> Exercise details
Quote the records in full and leave their pictures out.

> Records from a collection
────

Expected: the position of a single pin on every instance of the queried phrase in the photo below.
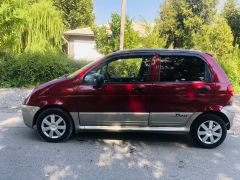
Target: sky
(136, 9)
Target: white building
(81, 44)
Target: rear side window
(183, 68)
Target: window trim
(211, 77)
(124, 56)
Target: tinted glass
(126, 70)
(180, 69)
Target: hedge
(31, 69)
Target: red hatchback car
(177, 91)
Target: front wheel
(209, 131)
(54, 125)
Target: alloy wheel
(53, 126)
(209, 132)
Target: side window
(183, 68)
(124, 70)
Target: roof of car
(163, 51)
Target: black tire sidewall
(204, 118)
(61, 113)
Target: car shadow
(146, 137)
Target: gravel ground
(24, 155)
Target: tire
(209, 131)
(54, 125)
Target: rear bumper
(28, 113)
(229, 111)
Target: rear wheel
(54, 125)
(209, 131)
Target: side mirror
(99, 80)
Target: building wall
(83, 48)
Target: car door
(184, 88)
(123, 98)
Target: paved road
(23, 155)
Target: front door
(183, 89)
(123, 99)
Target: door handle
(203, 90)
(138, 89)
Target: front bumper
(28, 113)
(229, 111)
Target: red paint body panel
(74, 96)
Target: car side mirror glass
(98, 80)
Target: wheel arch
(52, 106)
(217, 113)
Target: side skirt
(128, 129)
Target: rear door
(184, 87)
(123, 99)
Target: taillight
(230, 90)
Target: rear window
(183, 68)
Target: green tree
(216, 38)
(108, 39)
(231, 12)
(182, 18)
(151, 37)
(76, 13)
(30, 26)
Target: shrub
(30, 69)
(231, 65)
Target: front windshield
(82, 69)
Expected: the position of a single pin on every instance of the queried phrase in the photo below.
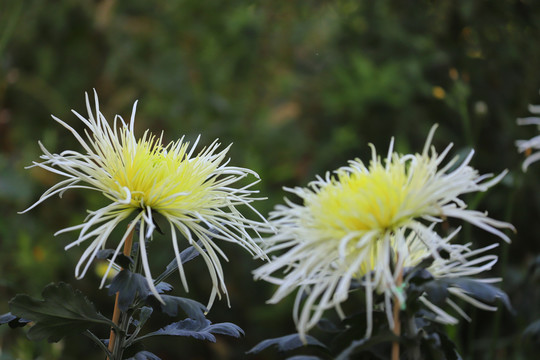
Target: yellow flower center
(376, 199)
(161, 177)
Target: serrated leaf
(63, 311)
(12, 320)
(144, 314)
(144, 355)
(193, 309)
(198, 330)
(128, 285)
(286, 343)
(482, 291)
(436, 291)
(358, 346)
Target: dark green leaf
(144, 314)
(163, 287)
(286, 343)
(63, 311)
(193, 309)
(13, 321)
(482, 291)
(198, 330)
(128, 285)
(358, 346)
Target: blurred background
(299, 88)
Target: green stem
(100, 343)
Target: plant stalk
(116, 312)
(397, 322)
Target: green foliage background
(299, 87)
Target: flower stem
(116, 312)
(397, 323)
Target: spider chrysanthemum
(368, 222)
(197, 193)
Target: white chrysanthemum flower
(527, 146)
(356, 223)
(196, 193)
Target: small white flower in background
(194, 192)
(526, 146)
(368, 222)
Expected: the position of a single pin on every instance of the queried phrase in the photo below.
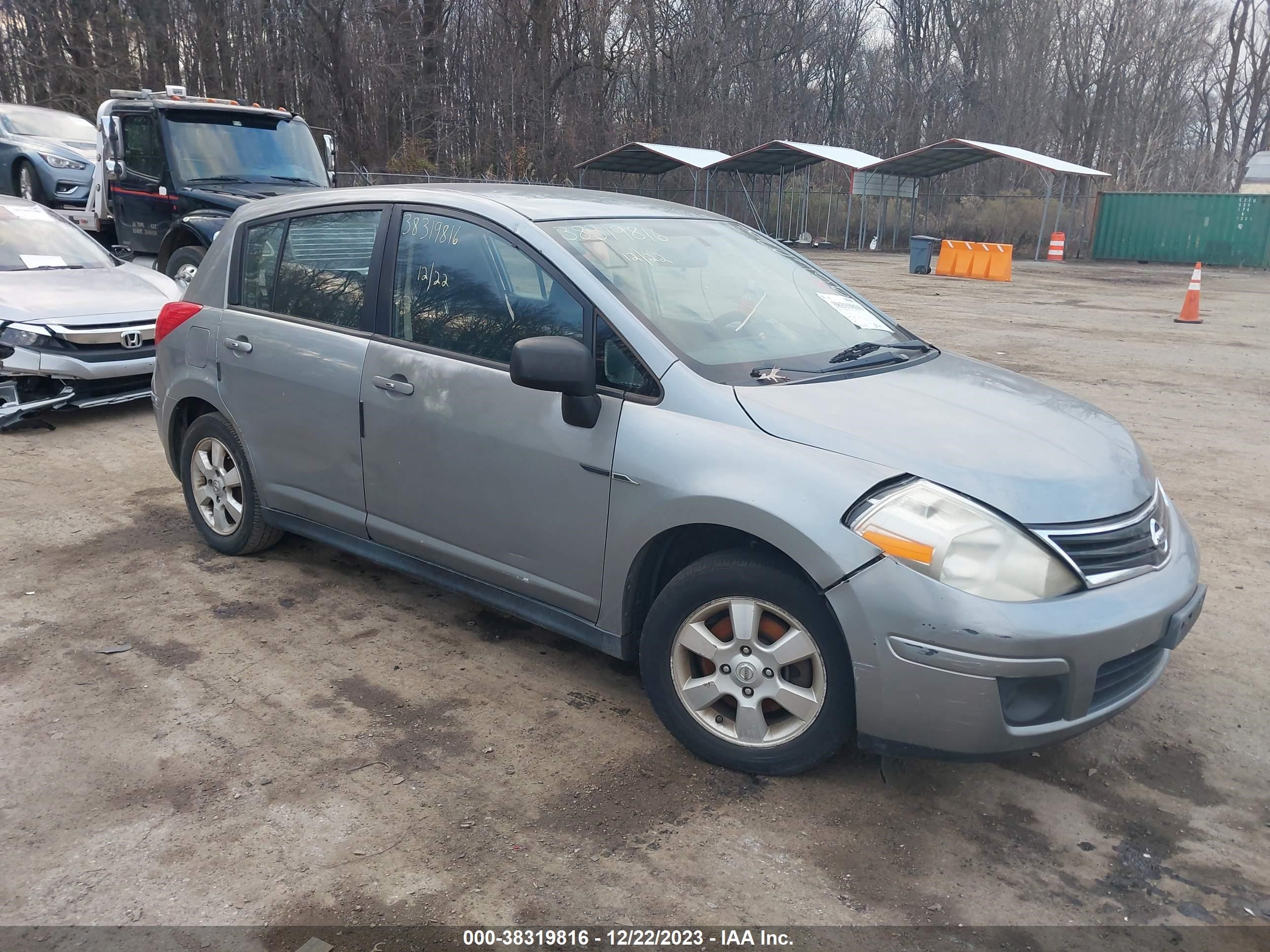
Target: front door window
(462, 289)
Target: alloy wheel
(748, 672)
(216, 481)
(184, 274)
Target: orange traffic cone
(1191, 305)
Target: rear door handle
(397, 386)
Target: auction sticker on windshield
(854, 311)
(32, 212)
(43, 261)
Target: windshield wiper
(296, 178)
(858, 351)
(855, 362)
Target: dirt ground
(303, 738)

────

> Task result
Expected: the position of a single pin on every instance of the queried phrase in the photo below.
Target: sky
(136, 9)
Target: white building
(81, 44)
Target: rear side window
(183, 68)
Target: window trim
(211, 77)
(124, 56)
Target: tinted glass
(126, 70)
(180, 69)
Target: hedge
(31, 69)
Target: red hatchback car
(177, 91)
Target: front wheel
(209, 131)
(54, 125)
Target: alloy wheel
(53, 126)
(209, 132)
Target: side window
(183, 68)
(124, 70)
Target: roof of car
(163, 51)
Target: black tire sidewall
(204, 118)
(61, 113)
Target: car shadow
(146, 137)
Target: gravel ground
(24, 155)
Target: tire
(209, 131)
(54, 125)
Target: rear bumper
(28, 113)
(229, 111)
Target: rear wheel
(54, 125)
(209, 131)
Target: side mirror
(99, 80)
Target: building wall
(83, 48)
Target: car door
(184, 88)
(123, 98)
Target: paved road
(23, 155)
Target: front door
(183, 89)
(123, 99)
Target: door handle
(203, 90)
(138, 89)
Target: front bumper
(28, 113)
(229, 111)
Target: red paint body panel
(74, 96)
Target: car side mirror glass
(98, 80)
Target: wheel arch
(52, 106)
(217, 113)
Target: side skirt
(128, 129)
Target: rear door
(184, 87)
(123, 99)
Target: taillight
(230, 90)
Target: rear window
(183, 68)
Target: green tree
(216, 38)
(108, 39)
(231, 12)
(182, 18)
(151, 37)
(76, 13)
(30, 26)
Target: shrub
(30, 69)
(231, 65)
Target: front windshield
(82, 69)
Expected: the position of a single pin on every instance of the queried phrase in the photo below.
Target: yellow flower center
(376, 199)
(161, 177)
Target: serrated leaf
(63, 311)
(12, 320)
(144, 314)
(144, 355)
(193, 309)
(198, 330)
(128, 285)
(286, 343)
(482, 291)
(436, 291)
(358, 346)
Target: dark green leaf
(144, 314)
(163, 287)
(286, 343)
(63, 311)
(193, 309)
(13, 321)
(482, 291)
(198, 330)
(128, 285)
(358, 346)
Target: blurred background
(299, 88)
Target: green stem
(100, 343)
Target: plant stalk
(116, 312)
(397, 322)
Target: green foliage background
(299, 87)
Target: flower stem
(116, 312)
(397, 323)
Target: spider chrysanthemum
(368, 222)
(197, 193)
Target: white chrysanthemum flower
(527, 146)
(356, 223)
(196, 193)
Target: small white flower in background
(194, 192)
(526, 146)
(368, 222)
Expected: the position of a single pin on every instance of the queried phrase in the photo below.
Target: front door window
(462, 289)
Target: alloy wheel
(748, 672)
(216, 481)
(184, 274)
Target: orange traffic cone
(1191, 305)
Target: rear door handle
(397, 386)
Target: auction sticker on windshield
(854, 311)
(32, 212)
(43, 261)
Target: windshield wiper
(296, 178)
(858, 351)
(855, 362)
Target: dirt ground
(303, 738)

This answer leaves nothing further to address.